### INSTRUCCIONES
**a)** Cita literalmente el pasaje del texto sobre la madre que comienza con "El primer acto" y sigue hasta "amor hacia mí.".
**b)** Continúa el texto sobre la madre a partir de su última oración.

### EXTRACTO DE ORIGEN
┄┄┄┄┄┄┄┄┄┄┄┄┄┄┄┄┄┄┄┄
Mamá


No sé ir de compras sin mi madre. No sé hacer casi nada sin ella, en realidad, pero me aguanto.

No voy a llenar este escrito de flores, como manda mayo, y a decir que todas las madres son tal o cual cosa maravillosa; hace tiempo que entendí que ni la familia es sagrada, y que te puede tocar una de pesadilla. Pero sí voy a hablar de mi madre.

El primer acto de amor que hizo por mí fue pasarse un mes inmóvil en una cama de hospital: embarazo de alto riesgo. Luego vino lo de parirme. Qué brutalidad, parir. Nueve meses habitando su cuerpo y unas horas finales de coordinación absoluta para llegar al mundo. Luego parió a mi persona favorita en este mundo, mi hermana, y fue su segundo gran acto de amor hacia mí.

Mi madre es eso: actos de amor. Uno tras otro, durante toda mi vida. Es el beso y el abrazo que necesito; el grito que me hace parar en el momento exacto. Son las palabras que no quiero oír pero que debo escuchar; el silencio, a veces cómplice a veces inquisidor, de quien mejor me conoce en este mundo. Las llamadas diarias, de un minuto o de hora y media; los WhatsApps llenos de emoticonos descontextualizados. Las risas a su costa o a la mía, porque por suerte se nos da bien reírnos de nosotras mismas; el llanto que tan a menudo se me atraganta y que brota sin pausa si la veo acercarse. Mis ganas de tenerla conmigo en Teruel; sus ganas de que Madrid estuviera más cerca de aquí. Mi madre es todo eso y ahora también es abuela de mi hija. Qué suerte la suya, casi tanto como la mía.
┄┄┄┄┄┄┄┄┄┄┄┄┄┄┄┄┄┄┄┄
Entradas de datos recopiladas
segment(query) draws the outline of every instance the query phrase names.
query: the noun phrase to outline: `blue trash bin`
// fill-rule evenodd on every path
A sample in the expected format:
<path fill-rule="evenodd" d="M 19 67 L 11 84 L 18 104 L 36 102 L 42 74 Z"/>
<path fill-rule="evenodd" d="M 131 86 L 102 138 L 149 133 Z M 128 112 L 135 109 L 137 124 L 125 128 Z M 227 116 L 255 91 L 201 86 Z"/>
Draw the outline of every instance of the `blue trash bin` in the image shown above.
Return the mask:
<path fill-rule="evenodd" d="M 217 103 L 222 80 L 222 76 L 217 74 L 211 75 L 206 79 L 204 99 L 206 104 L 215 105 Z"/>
┄┄┄┄┄┄┄┄┄┄┄┄┄┄┄┄┄┄┄┄
### RESULTADOS POR TAREA
**a)**
El primer acto de amor que hizo por mí fue pasarse un mes inmóvil en una cama de hospital: embarazo de alto riesgo. Luego vino lo de parirme. Qué brutalidad, parir. Nueve meses habitando su cuerpo y unas horas finales de coordinación absoluta para llegar al mundo. Luego parió a mi persona favorita en este mundo, mi hermana, y fue su segundo gran acto de amor hacia mí.

**b)**
Lo leí hace un tiempo en la novela Padres e hijos, de Theodor Kallifatides, y fue una verdadera revelación. Resumió, con una palabra (con la que nunca me había identificado, al menos no positivamente) lo que significa mi madre para mí. Mi madre es casa, es hogar, es el lugar al que pertenezco y a donde voy cuando me siento perdida.

“Mi madre es mi patria.”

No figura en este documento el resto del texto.